◆ YOUR TASK:
Identify the line in which "the cactus cluster" appears, then reproduce that line and all remaining lines of the records word for word.

◆ INPUT DATA:
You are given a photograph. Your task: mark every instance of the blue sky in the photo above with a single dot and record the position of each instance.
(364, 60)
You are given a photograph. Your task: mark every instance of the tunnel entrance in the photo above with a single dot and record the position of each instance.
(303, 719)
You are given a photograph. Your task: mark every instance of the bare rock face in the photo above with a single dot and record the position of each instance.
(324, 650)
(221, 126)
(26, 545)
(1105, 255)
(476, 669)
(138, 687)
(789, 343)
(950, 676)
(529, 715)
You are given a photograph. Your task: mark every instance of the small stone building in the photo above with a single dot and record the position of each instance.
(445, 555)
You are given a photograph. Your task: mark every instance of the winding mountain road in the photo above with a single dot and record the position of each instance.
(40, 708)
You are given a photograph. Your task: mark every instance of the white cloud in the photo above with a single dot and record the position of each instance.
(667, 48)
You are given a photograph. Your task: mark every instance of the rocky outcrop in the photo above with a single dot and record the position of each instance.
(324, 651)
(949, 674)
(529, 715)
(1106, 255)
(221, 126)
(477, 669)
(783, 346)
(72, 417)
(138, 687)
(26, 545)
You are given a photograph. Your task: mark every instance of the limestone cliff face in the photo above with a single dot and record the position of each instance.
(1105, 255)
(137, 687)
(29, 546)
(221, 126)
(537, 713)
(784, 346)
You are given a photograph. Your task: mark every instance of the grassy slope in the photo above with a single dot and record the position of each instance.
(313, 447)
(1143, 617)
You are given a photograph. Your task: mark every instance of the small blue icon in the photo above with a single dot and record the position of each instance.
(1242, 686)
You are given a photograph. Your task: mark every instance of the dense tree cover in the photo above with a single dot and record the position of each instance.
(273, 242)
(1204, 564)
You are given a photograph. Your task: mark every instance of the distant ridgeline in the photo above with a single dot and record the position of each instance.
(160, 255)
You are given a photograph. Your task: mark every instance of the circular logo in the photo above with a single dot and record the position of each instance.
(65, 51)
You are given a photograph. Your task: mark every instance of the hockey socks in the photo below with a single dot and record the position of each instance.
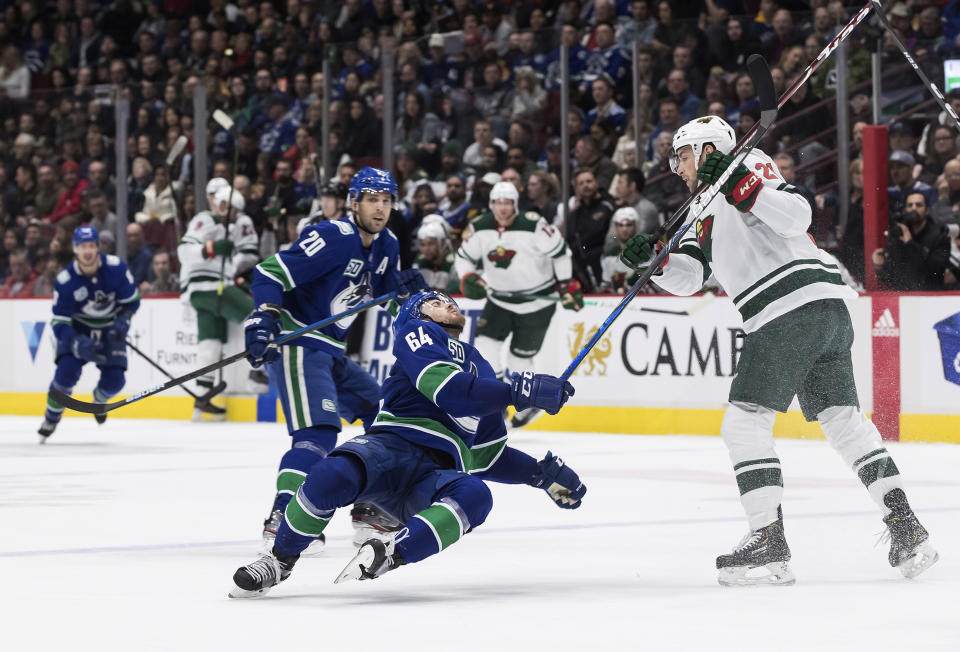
(333, 483)
(309, 446)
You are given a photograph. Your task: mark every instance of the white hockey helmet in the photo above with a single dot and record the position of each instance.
(224, 195)
(216, 184)
(697, 133)
(504, 190)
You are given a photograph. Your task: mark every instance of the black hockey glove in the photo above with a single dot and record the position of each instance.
(560, 482)
(542, 391)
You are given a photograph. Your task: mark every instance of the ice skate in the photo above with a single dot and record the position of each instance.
(370, 522)
(765, 548)
(374, 558)
(523, 417)
(910, 549)
(270, 526)
(256, 579)
(46, 429)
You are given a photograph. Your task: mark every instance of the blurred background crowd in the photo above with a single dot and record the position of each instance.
(475, 92)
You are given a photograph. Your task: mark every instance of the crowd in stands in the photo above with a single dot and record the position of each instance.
(476, 100)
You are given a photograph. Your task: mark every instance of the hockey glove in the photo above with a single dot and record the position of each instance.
(741, 188)
(639, 250)
(542, 391)
(260, 329)
(410, 281)
(214, 248)
(472, 288)
(571, 294)
(83, 348)
(560, 482)
(120, 327)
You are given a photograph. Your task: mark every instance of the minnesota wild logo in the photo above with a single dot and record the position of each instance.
(501, 257)
(704, 229)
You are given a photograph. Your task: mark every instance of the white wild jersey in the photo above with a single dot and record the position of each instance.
(203, 274)
(526, 258)
(764, 260)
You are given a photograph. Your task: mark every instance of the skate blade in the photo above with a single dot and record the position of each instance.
(923, 558)
(354, 568)
(778, 573)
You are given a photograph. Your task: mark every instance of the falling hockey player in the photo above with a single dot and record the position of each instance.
(752, 238)
(93, 301)
(332, 267)
(524, 263)
(439, 434)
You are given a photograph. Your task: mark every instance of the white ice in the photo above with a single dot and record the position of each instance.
(125, 537)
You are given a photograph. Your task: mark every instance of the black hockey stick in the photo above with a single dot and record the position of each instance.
(213, 391)
(934, 90)
(101, 408)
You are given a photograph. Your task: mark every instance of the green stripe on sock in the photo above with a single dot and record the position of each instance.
(757, 478)
(444, 522)
(882, 468)
(303, 521)
(767, 460)
(289, 481)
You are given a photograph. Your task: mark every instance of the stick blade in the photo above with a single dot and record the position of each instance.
(759, 73)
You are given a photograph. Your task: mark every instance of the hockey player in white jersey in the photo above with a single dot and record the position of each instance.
(753, 238)
(201, 252)
(518, 262)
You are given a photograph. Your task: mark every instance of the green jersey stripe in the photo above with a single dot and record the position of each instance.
(782, 268)
(434, 376)
(790, 283)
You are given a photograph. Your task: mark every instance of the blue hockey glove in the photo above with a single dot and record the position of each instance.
(542, 391)
(260, 329)
(120, 327)
(560, 482)
(410, 281)
(83, 348)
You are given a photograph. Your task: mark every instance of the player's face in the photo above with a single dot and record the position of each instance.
(373, 210)
(503, 210)
(87, 252)
(446, 313)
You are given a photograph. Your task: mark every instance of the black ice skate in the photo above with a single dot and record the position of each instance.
(370, 522)
(374, 558)
(256, 579)
(272, 523)
(764, 548)
(910, 549)
(46, 429)
(523, 417)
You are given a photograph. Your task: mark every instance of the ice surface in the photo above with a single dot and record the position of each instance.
(125, 537)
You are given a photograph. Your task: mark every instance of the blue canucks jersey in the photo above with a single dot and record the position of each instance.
(84, 303)
(442, 394)
(326, 271)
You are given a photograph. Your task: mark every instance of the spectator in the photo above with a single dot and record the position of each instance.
(606, 107)
(629, 192)
(138, 255)
(917, 251)
(69, 202)
(586, 227)
(165, 281)
(22, 277)
(588, 155)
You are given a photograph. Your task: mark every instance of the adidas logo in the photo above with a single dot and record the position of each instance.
(885, 326)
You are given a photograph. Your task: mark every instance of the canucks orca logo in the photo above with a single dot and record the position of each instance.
(501, 257)
(349, 297)
(33, 330)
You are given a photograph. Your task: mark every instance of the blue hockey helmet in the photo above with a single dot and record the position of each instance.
(370, 179)
(411, 307)
(85, 234)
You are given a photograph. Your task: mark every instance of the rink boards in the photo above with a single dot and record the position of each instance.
(663, 367)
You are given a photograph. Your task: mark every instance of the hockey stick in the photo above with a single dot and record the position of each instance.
(934, 90)
(101, 408)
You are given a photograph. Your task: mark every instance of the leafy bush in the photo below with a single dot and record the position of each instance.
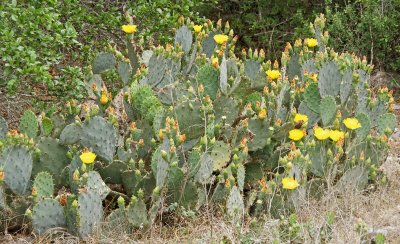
(195, 139)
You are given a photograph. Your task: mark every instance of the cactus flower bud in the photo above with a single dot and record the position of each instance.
(28, 213)
(121, 202)
(164, 154)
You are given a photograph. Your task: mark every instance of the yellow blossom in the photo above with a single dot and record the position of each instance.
(289, 183)
(197, 28)
(220, 39)
(336, 135)
(321, 134)
(351, 123)
(300, 117)
(262, 114)
(296, 134)
(104, 98)
(273, 74)
(129, 29)
(312, 42)
(87, 157)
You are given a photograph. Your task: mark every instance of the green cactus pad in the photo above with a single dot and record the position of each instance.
(190, 119)
(387, 122)
(254, 172)
(71, 134)
(53, 158)
(184, 38)
(241, 174)
(329, 79)
(3, 128)
(313, 117)
(101, 136)
(363, 131)
(308, 66)
(96, 184)
(176, 179)
(235, 204)
(261, 134)
(47, 214)
(327, 110)
(206, 168)
(220, 154)
(346, 87)
(112, 172)
(312, 98)
(29, 124)
(17, 164)
(226, 106)
(208, 76)
(132, 55)
(137, 214)
(294, 67)
(124, 71)
(47, 126)
(90, 210)
(103, 62)
(43, 185)
(209, 44)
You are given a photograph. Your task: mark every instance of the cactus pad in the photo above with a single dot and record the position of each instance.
(47, 214)
(17, 164)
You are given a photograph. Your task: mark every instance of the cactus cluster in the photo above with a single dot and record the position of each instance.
(195, 125)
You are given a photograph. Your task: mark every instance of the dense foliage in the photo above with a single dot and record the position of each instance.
(194, 125)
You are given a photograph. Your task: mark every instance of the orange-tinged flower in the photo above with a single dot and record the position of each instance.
(129, 29)
(336, 135)
(321, 134)
(87, 157)
(289, 183)
(296, 134)
(311, 42)
(351, 123)
(273, 74)
(300, 118)
(220, 39)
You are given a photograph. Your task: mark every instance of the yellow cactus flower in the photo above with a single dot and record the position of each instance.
(296, 134)
(336, 135)
(87, 157)
(289, 183)
(273, 74)
(220, 39)
(351, 123)
(321, 134)
(103, 98)
(197, 28)
(300, 118)
(129, 29)
(312, 42)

◆ RESPONSE TO THIS EXERCISE:
You are given a photograph. Your task: mark every instance of the cactus cluster in the photo above with a single dot and record the position of each instance.
(195, 125)
You are given a photograph. Your task: mark every instance of the dense foliage in the photo above with a single dot and record the position of each instance.
(194, 125)
You are given a photograph. Your task: mark every instance of the orange-tinged flower in the photo above with a single dot and record the position of each instance.
(129, 29)
(336, 135)
(321, 134)
(87, 157)
(289, 183)
(296, 134)
(311, 42)
(351, 123)
(273, 74)
(300, 118)
(220, 39)
You are given a photograph. Your task: mark every instance of the yellow cactus flower in the photo above with a single dot and record the position of each instance.
(296, 134)
(336, 135)
(87, 157)
(289, 183)
(273, 74)
(220, 39)
(351, 123)
(321, 134)
(103, 98)
(197, 28)
(300, 118)
(129, 29)
(312, 42)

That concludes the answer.